What is required: In full and without deviation, write out the entries that follow.

Exercise materials:
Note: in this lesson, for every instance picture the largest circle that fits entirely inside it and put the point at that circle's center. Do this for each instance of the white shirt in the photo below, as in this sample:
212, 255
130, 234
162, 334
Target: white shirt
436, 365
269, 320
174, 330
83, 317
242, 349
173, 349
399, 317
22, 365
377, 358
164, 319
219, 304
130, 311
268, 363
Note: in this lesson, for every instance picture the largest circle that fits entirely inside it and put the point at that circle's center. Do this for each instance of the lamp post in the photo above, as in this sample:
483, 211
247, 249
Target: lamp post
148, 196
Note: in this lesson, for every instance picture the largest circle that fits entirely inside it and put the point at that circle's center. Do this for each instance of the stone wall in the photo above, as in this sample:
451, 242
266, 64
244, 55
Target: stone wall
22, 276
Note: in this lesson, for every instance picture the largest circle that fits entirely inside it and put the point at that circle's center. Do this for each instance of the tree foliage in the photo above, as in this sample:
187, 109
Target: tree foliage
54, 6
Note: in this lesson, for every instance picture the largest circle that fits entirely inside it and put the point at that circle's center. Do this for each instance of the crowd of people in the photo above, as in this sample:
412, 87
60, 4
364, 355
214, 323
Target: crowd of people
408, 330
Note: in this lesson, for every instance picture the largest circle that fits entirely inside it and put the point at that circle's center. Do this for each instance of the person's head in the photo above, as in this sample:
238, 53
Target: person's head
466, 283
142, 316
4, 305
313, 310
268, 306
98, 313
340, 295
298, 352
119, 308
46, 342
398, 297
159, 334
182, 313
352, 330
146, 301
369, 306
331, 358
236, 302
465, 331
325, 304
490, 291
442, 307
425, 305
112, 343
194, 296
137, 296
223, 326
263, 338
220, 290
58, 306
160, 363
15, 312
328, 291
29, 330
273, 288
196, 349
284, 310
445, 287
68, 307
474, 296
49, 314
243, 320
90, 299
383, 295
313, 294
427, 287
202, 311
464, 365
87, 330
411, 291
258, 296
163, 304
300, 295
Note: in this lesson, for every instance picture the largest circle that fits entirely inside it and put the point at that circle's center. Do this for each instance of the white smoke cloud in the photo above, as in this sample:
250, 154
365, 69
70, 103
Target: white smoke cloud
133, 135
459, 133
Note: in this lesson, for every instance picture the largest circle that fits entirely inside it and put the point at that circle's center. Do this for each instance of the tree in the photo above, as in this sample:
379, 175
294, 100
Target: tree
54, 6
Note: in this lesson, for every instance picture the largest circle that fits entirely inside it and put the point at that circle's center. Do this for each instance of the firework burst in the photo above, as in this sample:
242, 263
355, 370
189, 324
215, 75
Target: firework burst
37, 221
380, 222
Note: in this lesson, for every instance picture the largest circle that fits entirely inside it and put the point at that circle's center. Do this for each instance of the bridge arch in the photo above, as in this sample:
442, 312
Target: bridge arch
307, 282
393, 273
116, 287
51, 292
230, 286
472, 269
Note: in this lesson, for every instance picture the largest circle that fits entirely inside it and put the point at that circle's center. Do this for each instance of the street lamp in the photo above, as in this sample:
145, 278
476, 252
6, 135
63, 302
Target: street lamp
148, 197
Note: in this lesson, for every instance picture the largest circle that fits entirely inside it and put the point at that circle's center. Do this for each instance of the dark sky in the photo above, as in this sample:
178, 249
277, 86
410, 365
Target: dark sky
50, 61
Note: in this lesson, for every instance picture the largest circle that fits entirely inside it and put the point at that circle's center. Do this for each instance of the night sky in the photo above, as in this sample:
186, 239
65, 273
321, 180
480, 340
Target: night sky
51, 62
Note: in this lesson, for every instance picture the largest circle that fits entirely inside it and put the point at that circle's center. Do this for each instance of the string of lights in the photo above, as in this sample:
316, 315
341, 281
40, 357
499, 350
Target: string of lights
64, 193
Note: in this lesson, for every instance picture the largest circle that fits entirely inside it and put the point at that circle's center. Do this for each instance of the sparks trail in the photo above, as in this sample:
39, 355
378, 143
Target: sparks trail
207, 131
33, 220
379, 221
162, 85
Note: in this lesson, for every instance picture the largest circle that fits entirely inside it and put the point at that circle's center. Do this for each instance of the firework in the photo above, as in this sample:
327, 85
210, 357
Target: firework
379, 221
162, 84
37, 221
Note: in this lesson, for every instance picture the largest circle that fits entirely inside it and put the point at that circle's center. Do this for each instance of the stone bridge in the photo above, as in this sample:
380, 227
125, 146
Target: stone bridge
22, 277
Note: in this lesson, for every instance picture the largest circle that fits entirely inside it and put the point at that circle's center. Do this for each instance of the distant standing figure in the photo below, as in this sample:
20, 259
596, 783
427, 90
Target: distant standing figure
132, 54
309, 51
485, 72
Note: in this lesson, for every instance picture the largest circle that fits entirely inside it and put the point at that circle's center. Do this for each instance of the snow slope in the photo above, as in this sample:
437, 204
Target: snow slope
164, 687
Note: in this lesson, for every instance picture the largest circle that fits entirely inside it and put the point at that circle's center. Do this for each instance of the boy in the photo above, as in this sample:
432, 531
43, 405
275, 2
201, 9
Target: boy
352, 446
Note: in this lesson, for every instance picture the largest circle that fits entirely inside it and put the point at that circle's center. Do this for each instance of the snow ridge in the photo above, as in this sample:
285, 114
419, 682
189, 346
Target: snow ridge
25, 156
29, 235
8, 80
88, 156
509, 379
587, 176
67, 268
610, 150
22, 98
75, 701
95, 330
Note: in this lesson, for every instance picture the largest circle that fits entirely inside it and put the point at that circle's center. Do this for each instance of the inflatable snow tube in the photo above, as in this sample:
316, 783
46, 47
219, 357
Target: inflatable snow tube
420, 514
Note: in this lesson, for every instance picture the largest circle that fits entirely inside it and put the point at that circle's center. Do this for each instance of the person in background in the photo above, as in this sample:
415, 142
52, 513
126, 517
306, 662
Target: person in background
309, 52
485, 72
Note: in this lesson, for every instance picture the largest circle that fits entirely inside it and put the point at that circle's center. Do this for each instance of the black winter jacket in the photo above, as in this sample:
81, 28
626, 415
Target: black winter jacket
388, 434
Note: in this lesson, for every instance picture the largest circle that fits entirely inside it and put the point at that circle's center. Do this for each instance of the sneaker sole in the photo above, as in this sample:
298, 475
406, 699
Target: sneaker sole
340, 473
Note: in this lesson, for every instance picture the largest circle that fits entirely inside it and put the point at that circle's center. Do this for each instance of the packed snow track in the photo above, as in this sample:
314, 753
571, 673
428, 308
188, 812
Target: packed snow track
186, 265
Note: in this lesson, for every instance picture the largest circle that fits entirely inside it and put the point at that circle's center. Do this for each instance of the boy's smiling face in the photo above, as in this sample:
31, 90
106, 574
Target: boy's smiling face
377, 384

Expected answer:
Note: in this lesson, for every instance picture the largest circle that fits entirely inside it and put the point at that circle's center. Do this for each instance of the white shirt in the photo below, as in this sample:
212, 255
130, 234
162, 334
Target: white shirt
436, 365
269, 320
174, 330
83, 317
242, 349
173, 349
399, 317
22, 365
377, 358
164, 319
219, 304
130, 311
268, 363
Note: in this lesson, for every instance picture the largest circle that fits entirely inside it and put the point at that circle's center. Do this for each instance of the lamp post in the photo above, as in this sample:
483, 211
247, 249
Target: lamp post
148, 196
Note: in this lesson, for every instance picture the largest circle that fits entirely inside it and put the point at that circle's center. Do this for each instance of the stone wall in the photo above, as in this sample:
451, 242
266, 64
244, 55
Target: stone wall
22, 276
Note: in this lesson, for every instance picture the largest circle that fits entirely inside it and put the point at that circle's center. Do this for each instance of the tree foliage in the photo above, as in this sample:
187, 109
Target: tree foliage
54, 6
Note: in this lesson, for every instance picture the largest circle that fits entirely inside it and put the point at that circle's center. Do this for each instance of the crowd of people in the photo above, as in this sample:
412, 87
60, 4
364, 355
214, 323
Target: crowd of people
408, 330
Note: in this lesson, for every instance picture the largest circle that fits entirely inside it and put the point at that circle's center. Do this for each instance of the person's head in the photo above, as in this sample:
238, 53
Target: person's head
466, 283
142, 316
4, 305
313, 310
268, 306
98, 313
340, 295
298, 352
119, 308
46, 342
398, 297
159, 334
182, 313
352, 330
146, 301
369, 306
331, 358
236, 302
465, 331
325, 304
490, 291
442, 307
425, 305
112, 343
194, 296
137, 296
223, 326
263, 338
220, 290
58, 306
160, 363
15, 312
328, 291
29, 330
273, 288
196, 349
284, 310
445, 287
68, 307
474, 296
49, 314
243, 320
90, 299
383, 295
313, 294
427, 287
202, 311
464, 365
87, 330
411, 291
258, 296
163, 304
300, 295
Note: in this lesson, for every instance picture the largest circle that fits entirely inside it and put the point at that circle's center. Do this for each instance of the white smoke cloud in the photo above, as in this sample:
250, 154
365, 69
70, 103
Target: white smoke cloud
133, 135
459, 133
Note: in this lesson, for every instance picture the largest circle that fits entirely inside it and put the point at that circle's center. Do this for each instance of the tree in the photo above, as in this sample:
379, 175
294, 100
Target: tree
54, 6
Note: in this lesson, for every instance picture the largest circle that fits entirely inside it and put the point at that circle's center. Do this for each instance of the firework burst in the photo above, as in this sample:
242, 263
355, 370
189, 324
215, 75
Target: firework burst
37, 221
380, 222
Note: in this lesson, for every instance picture the largest circle that fits entirely inside it and put the point at that circle's center. Do this for each instance of the bridge arch in the photo above, as in this sample:
442, 312
Target: bridge arch
307, 282
393, 273
116, 287
51, 292
230, 286
472, 269
Note: in this lesson, for every instance picture the largest circle that fits entirely inside it and put the point at that circle's center. Do this for each instance of the street lamp in the photo above, as in this sample:
145, 278
476, 252
6, 135
63, 302
Target: street lamp
148, 197
Note: in this lesson, for every instance picture the largest circle that fits entirely inside it and put the point at that circle's center. Do this for each instance of the dark sky in the photo above, as in this sample:
178, 249
277, 86
410, 365
Target: dark sky
50, 61
Note: in this lesson, for every instance picture the largest circle that fits entirely inside it and put the point at that circle's center. Do this for each instance of the night sky in the photo above, as in this sample:
186, 239
65, 273
321, 180
480, 340
Target: night sky
51, 62
Note: in this lesson, for every instance picture the largest circle that fits entirely inside it and put the point at that circle's center. Do this for each instance of the string of lights in the photo above, as in this sample:
316, 315
341, 281
40, 357
499, 350
Target: string of lights
64, 193
Note: in this lesson, for every instance picture the largest circle that fits entirely inside it and put the point at that circle's center. Do this for each instance of the sparks trail in the photo above, as in this sample:
39, 355
378, 143
Target: sparks trail
207, 131
33, 220
379, 221
162, 85
Note: in this lesson, for every instance picture the largest circle that fits entirely inside it and put the point at that circle's center. Do this for each instance of the firework in the photo above, as in this sample:
327, 85
210, 357
Target: firework
379, 221
162, 84
37, 221
Note: in this lesson, for every instance picture the largest circle that fits entirely inside it and put the point at that circle's center. Do this for each instance of the stone bridge in the photo above, as in this sample:
380, 227
125, 146
Target: stone bridge
22, 277
Note: in this lesson, for every instance picture the largest circle that fits entirely inside it and put the point at that circle's center. Do this for each instance of the distant standing figure in the photo below, as in this sample:
20, 259
596, 783
427, 90
Target: distant standing figure
132, 54
309, 51
485, 72
Note: in this lesson, for every instance picture the largest circle that fits entirely inside it and put the point at that circle's center. Do this for each instance of the snow slope in the photo above, as in this sample:
437, 204
Target: snow slope
164, 687
Note: in this lesson, for every instance picture the largest circle that fits entirely inside it and put the point at that circle's center. Do this for each instance of the boy in the photo above, as in this sample:
432, 531
43, 405
275, 2
201, 9
Target: boy
352, 446
Note: in this lesson, for every instance picture the largest circle that fits entirely inside it and put the point at that circle's center. Do this for each instance of the snow ridge in the photo above, as in this sample:
285, 114
419, 682
189, 346
Target: snow ridge
25, 156
29, 235
8, 80
88, 156
509, 379
587, 176
67, 268
610, 150
22, 98
75, 701
95, 330
Note: in this lesson, for every instance picture the largest circle that fits entirely inside it and put the point at that circle's center. Do this for each instance of the inflatable snow tube in the photo above, as in this sample:
316, 783
46, 47
219, 357
Target: inflatable snow tube
420, 514
Note: in this lesson, for every instance picture the largest circle that fits entirely inside it and put the point at that circle's center. Do this for each instance of the person in background in the photo above, as in this sample:
415, 142
52, 513
126, 517
306, 662
Target: person in background
309, 52
485, 72
Note: in this lesson, for every instance picture the largest circle that fits entirely inside it and put the point at that circle's center. Do this for each instance of the black winter jacket in the photo above, as in this sample:
81, 28
626, 415
Target: black winter jacket
388, 434
Note: in this lesson, for every instance picture the largest circle that fits entirely inside it and put the point at that circle's center. Do this for each instance of the sneaker sole in the photo above, as in this sample:
298, 475
406, 699
Target: sneaker sole
340, 473
Note: in this lesson, for every instance picture the largest circle that fits entirely inside it and put the point at that circle's center. Do this for each instance of the packed snow track in the photo above, as in this sample:
314, 753
571, 673
428, 308
188, 812
Target: packed snow track
186, 265
Note: in this lesson, for every instance picture the largest circle that fits entirely inside it and put the point at that circle's center. Do this for each instance of the boy's smiling face in the photo above, as in this sample:
31, 90
106, 574
Target: boy's smiling face
377, 384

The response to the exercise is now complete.